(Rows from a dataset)
+ + + +
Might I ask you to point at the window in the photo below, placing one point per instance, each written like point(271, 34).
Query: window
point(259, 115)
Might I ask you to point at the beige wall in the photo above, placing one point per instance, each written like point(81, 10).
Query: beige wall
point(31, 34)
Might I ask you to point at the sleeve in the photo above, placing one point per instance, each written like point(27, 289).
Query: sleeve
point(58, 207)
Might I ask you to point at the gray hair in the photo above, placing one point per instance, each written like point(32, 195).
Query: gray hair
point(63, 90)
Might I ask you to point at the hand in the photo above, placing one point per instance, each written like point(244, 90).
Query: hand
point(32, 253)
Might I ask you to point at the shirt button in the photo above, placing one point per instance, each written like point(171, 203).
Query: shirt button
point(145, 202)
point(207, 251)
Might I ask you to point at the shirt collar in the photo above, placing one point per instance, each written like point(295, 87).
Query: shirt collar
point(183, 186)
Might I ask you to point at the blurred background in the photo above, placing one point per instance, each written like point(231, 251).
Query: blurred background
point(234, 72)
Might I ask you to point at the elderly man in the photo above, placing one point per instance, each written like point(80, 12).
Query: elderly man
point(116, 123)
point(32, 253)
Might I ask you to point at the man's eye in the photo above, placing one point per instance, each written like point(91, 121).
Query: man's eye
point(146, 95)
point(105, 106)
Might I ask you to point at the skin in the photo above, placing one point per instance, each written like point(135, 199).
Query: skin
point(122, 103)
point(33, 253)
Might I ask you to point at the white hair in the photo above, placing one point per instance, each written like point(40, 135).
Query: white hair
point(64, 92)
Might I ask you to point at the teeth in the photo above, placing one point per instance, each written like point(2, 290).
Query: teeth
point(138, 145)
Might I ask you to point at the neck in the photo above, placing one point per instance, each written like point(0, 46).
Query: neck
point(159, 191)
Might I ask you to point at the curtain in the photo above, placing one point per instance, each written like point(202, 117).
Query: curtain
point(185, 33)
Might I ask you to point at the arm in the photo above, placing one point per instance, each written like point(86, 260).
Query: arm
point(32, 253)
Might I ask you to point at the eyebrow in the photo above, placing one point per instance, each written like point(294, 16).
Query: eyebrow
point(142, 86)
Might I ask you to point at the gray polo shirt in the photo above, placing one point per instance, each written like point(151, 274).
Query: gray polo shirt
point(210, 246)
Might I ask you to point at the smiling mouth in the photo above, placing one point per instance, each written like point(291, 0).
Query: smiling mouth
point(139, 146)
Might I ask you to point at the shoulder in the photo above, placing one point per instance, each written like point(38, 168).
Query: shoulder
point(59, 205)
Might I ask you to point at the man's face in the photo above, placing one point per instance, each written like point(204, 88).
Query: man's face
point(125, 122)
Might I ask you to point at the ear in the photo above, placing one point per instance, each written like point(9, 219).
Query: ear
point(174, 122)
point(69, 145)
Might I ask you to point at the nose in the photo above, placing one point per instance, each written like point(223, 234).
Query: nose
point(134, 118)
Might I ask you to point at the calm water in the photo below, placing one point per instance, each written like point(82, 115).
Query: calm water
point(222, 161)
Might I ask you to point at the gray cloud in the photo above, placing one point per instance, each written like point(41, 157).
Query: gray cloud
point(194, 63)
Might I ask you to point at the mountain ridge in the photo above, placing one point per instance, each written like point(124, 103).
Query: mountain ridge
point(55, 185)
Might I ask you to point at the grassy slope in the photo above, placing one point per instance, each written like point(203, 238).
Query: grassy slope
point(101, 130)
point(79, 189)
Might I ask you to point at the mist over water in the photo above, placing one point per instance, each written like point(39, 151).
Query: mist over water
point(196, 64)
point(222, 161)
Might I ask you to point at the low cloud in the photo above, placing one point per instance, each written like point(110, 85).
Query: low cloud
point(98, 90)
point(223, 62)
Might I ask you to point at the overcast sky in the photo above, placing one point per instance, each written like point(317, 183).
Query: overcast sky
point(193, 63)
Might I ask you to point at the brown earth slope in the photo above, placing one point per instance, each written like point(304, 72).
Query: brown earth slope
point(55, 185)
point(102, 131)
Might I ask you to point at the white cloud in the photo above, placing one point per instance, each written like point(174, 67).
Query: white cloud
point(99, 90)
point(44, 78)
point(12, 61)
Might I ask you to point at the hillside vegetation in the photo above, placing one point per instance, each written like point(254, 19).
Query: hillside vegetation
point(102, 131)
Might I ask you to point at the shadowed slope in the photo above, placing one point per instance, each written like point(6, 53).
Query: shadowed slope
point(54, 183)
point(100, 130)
+ + + +
# EXERCISE
Starting at the line with "Might I ask you to point at the shoulder" and ending after the line with "point(59, 205)", write those lines out again, swapping "shoulder" for "elbow" and leaving everything else as it is.

# OUTPUT FOR THIS TASK
Might I ask you to point at the elbow in the photo above, placing one point per instance, each written like point(38, 168).
Query: elbow
point(59, 205)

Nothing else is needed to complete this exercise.